# [DATA TO PROCESS]
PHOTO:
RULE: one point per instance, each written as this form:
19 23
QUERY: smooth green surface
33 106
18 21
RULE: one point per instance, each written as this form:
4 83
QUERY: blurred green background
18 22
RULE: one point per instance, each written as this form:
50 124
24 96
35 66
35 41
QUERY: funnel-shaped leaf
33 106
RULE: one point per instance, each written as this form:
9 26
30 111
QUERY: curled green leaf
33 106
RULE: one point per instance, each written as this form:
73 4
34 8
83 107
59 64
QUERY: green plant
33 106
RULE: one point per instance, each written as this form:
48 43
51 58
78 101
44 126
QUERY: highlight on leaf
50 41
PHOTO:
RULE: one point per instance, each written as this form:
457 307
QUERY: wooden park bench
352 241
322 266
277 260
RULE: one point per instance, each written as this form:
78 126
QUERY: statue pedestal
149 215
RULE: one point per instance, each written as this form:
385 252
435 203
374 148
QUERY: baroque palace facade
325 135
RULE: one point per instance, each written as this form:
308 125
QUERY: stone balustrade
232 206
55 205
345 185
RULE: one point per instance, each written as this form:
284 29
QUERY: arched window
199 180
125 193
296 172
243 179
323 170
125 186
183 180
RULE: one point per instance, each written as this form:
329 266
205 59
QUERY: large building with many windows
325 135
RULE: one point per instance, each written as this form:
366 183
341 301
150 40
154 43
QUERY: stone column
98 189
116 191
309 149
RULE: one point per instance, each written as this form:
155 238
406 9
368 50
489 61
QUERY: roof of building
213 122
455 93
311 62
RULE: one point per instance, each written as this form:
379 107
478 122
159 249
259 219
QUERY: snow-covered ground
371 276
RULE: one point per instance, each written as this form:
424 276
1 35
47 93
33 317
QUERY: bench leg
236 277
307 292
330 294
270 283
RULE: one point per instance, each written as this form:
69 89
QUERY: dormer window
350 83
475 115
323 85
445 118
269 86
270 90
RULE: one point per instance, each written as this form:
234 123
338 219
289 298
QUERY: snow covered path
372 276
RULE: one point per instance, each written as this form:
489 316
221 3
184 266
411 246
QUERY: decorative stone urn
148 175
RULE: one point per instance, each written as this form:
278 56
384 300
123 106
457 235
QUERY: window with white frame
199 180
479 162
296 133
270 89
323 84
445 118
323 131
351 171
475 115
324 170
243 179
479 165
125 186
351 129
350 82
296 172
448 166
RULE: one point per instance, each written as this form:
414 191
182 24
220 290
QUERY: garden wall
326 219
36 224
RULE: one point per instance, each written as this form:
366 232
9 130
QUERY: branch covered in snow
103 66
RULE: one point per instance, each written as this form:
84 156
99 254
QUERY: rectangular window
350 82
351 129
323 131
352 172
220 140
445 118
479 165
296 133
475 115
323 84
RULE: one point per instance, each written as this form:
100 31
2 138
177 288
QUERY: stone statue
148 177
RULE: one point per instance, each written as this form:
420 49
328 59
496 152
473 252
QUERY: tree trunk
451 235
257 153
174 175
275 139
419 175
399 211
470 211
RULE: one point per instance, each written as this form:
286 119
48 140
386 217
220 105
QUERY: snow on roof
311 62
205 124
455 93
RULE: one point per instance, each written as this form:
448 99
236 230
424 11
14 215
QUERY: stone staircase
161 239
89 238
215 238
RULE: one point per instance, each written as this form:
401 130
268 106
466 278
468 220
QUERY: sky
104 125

--

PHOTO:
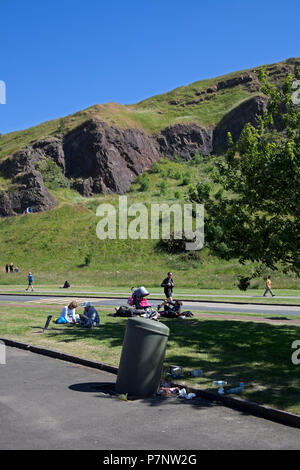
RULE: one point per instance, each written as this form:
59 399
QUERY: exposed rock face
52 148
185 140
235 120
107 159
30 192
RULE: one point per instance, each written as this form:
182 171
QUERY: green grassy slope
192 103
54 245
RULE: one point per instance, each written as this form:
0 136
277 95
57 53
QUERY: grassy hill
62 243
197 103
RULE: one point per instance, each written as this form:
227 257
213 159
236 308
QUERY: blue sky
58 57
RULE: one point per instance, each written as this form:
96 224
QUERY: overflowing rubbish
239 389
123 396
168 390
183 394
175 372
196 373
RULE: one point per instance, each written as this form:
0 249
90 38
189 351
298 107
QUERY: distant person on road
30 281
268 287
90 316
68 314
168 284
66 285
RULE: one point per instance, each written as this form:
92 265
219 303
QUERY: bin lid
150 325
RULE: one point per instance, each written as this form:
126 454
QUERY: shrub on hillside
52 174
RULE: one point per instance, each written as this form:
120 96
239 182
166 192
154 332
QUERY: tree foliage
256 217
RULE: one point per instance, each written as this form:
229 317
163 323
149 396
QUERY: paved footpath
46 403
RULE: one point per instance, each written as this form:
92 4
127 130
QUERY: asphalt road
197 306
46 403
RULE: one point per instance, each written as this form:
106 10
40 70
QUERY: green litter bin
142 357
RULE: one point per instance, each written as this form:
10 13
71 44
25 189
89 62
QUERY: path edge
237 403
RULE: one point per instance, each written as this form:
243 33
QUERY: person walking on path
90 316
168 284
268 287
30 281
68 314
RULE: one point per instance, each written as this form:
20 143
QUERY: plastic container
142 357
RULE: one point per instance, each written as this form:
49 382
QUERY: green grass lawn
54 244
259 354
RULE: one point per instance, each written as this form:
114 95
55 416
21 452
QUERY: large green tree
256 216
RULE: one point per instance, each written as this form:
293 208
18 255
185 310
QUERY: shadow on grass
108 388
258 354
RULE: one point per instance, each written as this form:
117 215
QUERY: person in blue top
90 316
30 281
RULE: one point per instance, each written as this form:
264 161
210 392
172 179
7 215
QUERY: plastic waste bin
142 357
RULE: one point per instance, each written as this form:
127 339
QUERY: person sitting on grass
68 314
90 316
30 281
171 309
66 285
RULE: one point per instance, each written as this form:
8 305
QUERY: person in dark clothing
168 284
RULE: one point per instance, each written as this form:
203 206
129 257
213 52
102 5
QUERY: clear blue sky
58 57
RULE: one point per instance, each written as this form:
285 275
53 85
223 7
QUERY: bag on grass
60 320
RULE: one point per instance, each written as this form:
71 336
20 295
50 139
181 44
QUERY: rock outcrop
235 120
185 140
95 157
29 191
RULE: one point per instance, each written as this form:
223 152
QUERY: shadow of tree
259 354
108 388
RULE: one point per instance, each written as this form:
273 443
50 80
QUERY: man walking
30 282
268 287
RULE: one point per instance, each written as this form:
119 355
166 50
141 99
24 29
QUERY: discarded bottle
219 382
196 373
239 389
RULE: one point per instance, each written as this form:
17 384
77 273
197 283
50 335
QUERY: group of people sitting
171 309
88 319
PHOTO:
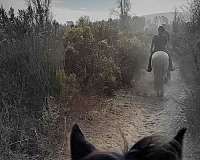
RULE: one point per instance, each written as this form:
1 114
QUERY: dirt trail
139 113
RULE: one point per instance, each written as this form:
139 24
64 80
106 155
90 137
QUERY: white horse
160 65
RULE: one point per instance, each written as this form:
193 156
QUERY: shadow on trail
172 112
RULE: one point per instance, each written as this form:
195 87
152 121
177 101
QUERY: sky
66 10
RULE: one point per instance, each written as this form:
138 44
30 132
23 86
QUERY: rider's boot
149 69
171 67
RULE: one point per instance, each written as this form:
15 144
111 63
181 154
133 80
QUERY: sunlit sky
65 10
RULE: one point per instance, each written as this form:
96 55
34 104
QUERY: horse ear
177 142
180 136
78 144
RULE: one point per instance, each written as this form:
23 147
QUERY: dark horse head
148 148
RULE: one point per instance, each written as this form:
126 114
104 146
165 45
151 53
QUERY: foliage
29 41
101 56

---

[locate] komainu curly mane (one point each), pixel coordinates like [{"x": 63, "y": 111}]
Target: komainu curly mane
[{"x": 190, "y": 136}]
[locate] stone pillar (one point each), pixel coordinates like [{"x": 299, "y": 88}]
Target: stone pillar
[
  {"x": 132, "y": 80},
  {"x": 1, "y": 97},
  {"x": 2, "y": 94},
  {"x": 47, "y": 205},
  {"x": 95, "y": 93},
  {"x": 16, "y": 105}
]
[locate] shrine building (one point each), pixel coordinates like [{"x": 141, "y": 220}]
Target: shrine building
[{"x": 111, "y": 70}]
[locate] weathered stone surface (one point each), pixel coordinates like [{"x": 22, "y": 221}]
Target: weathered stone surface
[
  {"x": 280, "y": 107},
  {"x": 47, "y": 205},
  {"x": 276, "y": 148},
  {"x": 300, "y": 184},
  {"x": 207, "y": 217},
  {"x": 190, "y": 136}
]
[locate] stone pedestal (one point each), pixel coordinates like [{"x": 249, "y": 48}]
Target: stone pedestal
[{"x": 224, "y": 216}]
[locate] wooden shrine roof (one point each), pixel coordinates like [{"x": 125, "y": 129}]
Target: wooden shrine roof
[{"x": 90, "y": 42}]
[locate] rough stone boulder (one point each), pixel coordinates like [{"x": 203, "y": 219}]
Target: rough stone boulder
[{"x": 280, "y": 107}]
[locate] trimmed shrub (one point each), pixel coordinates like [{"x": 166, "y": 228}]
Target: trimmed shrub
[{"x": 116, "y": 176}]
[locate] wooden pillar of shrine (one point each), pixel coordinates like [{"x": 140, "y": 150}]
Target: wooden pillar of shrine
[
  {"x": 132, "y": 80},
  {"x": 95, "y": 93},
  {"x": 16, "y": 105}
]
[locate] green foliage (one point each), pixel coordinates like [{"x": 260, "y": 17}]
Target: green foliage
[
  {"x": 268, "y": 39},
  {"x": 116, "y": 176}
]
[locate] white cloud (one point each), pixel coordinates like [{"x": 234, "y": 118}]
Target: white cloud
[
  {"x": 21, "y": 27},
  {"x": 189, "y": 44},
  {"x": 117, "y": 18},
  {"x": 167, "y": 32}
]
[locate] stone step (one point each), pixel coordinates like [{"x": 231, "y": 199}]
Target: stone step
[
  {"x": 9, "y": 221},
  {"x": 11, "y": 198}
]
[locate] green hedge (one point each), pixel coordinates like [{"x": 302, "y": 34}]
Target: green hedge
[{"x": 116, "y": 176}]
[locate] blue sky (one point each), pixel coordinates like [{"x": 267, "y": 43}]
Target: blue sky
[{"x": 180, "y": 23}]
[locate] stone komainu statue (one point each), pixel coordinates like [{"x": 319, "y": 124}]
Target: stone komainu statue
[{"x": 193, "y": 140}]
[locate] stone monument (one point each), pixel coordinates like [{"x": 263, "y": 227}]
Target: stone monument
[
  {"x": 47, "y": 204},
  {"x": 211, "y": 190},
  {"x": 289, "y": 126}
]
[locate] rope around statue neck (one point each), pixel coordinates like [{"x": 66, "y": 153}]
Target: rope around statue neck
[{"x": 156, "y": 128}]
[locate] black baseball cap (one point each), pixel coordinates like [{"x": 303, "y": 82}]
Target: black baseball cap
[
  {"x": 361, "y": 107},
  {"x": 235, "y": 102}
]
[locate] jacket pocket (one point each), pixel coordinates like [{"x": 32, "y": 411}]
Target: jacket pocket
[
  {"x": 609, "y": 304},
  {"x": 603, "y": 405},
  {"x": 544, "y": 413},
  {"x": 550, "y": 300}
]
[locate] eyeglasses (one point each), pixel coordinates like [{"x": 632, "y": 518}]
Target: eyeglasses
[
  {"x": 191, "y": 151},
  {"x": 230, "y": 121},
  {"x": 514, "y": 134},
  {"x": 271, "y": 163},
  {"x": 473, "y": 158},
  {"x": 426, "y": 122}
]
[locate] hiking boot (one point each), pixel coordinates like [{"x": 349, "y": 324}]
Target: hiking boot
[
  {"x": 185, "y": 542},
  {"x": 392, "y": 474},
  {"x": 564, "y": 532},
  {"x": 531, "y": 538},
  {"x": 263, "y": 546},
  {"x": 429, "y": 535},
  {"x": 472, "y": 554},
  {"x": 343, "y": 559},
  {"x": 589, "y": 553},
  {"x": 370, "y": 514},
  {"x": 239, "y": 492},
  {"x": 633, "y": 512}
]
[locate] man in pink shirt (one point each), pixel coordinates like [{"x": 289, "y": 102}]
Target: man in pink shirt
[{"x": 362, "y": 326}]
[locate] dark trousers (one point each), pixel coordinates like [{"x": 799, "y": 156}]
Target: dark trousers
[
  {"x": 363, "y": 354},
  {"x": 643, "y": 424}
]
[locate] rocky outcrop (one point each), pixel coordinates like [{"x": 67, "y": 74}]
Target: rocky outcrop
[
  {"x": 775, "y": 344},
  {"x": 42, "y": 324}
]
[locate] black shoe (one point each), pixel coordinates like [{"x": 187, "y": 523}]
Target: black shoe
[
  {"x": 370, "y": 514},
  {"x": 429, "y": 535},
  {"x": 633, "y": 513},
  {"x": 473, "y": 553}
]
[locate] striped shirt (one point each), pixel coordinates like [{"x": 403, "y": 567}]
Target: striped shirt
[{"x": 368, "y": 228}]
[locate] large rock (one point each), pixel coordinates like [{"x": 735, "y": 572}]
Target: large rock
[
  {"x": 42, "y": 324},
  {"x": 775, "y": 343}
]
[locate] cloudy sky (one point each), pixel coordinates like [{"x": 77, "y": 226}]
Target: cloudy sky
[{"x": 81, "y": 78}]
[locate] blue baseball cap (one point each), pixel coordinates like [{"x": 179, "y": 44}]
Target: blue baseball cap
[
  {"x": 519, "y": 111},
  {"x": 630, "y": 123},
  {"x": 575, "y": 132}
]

# [STATED GOAL]
Which lines in the data above contain the word "trousers"? Show each of them in full.

# [ANSWER TO THE PROBLEM]
[locate] dark trousers (one point each), pixel coordinates like [{"x": 799, "y": 156}]
Target: dark trousers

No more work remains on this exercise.